Borders were sealed to prevent hungry people from entering Russia for food.
- My family was living in a dugout at the time, because they were persona non grata, enemies of the people, because their father was in Siberia now.
He had been a Kulak, a farmer, and he didn't wanna join the collective farm.
So my grandmother, my mother's mother, would come to the children once a week with whatever she could have saved in terms of bread and she would only get like a small, like a handful of bread a day for herself.
But she would save and bring it home to the kids.
Of course, the infant, he starved to death first.
That was Savka.
He died when mother, grandmother was working.
So they hid his body.
They hid his body for a week till she came home to see the baby for the last time.
And they got a coffin made.
And when they brought the coffin, it was too small for his body.
And that scene haunted my mother till she died.
(person sings in Ukrainian) - [Zorianna] By spring 1933, 25,000 Ukrainians were starving to death each day.
- Even though the Soviets kept a tight control on the news coming out of Ukraine, enough leaked that the Ukrainian community knew that the conditions in Ukraine were bad.

## Objectives
(1) Based on the famine account above, do these statements agree with it? Answer yes or no for each and quote the words that decide it. (a) The family lived in a dugout because the children's father was in Siberia. (b) The grandmother came to see the children every day. (c) The coffin made for the infant was too large for his body.
(2) Carry on the famine account above, starting after its last sentence.

Excerpts from a point labeling dataset

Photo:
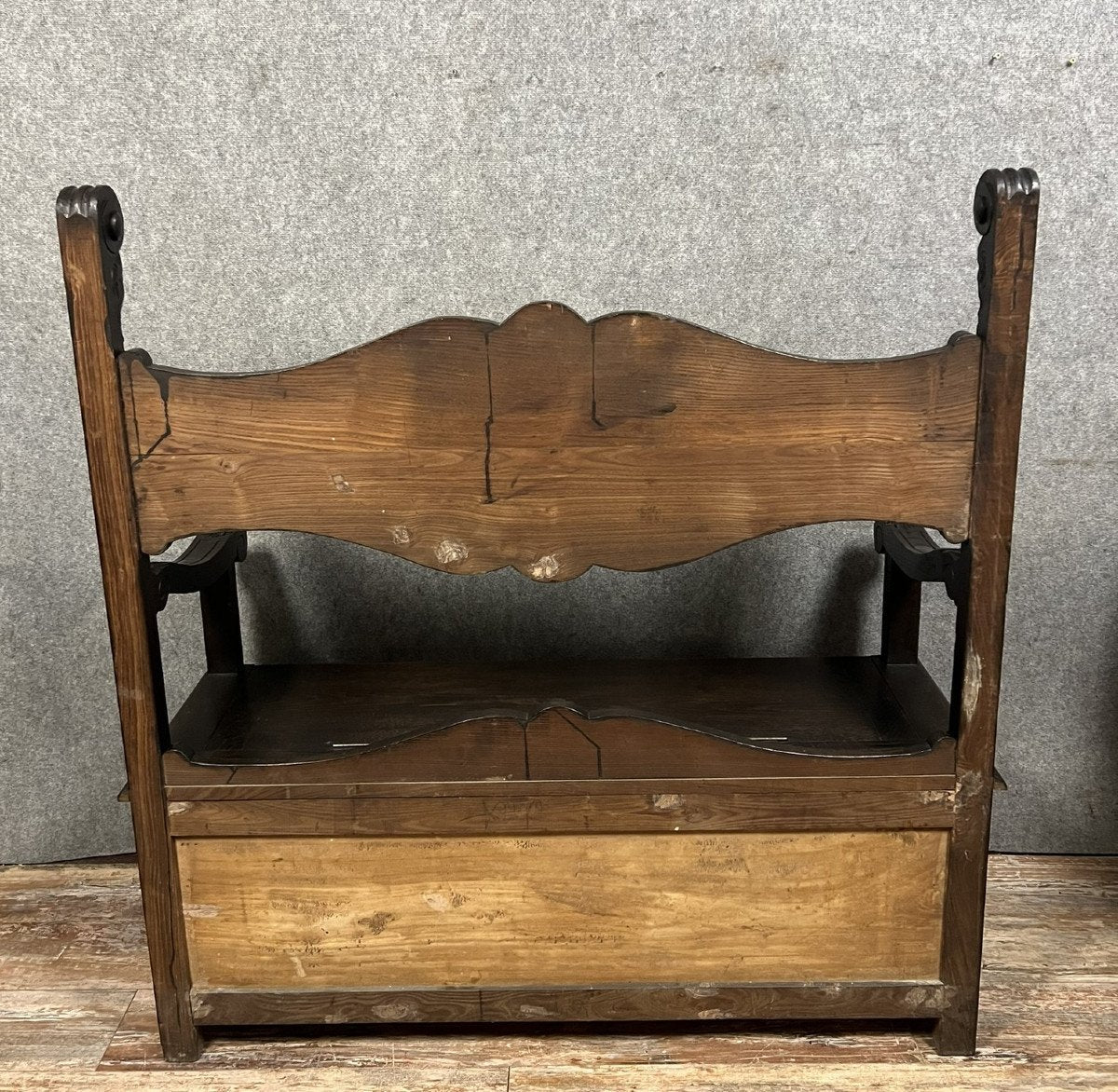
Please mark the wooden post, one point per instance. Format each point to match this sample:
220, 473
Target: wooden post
90, 230
1005, 214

## Results for the exercise
(1)
(a) Yes: "My family was living in a dugout at the time, because they were persona non grata, enemies of the people, because their father was in Siberia now."
(b) No: "my grandmother, my mother's mother, would come to the children once a week"
(c) No: "it was too small for his body."

(2)
The Ukrainian community believed in our Ukrainian culture, so they used their native choral music and dances as a form of outreach to educate the American audiences.
Before each performance, someone would give a short lecture about the crisis in Ukraine, but the cruelty of the Soviet Union and the suffering of the Ukrainian people was almost difficult to convey.
- There were many people, my grandmother would say, that were laying in the streets, starving, reaching their arm up, begging for food.
My mom sometimes said that she would see people that have already died.
- There were big line for bread.
Stand all night and wait, wait, wait, wait.
They bring bread to this magasin, this store and who were strong, they push, push- - Yeah, push and shove, survival of the fittest.
- They get bread- - Who could get to the front of the line.
- And the rest of the people do not get anything.
They wait all night long, standing there in (speaks Ukrainian), in line.
They did not get any.
- [Halyna] The Ukrainians across the United States made a final protest in the fall of 1933.
Marches in the cities became very violent when the American communists attacked the protestors.
In Minneapolis, 150 Ukrainians gathered in the St. Michael's parish basement to write a letter to President Roosevelt.
This letter condemned the Soviet crimes against the Ukrainian people.
However, their efforts were in vain, because President Roosevelt thought that the USSR could be a good ally against the rising Nazi Germany.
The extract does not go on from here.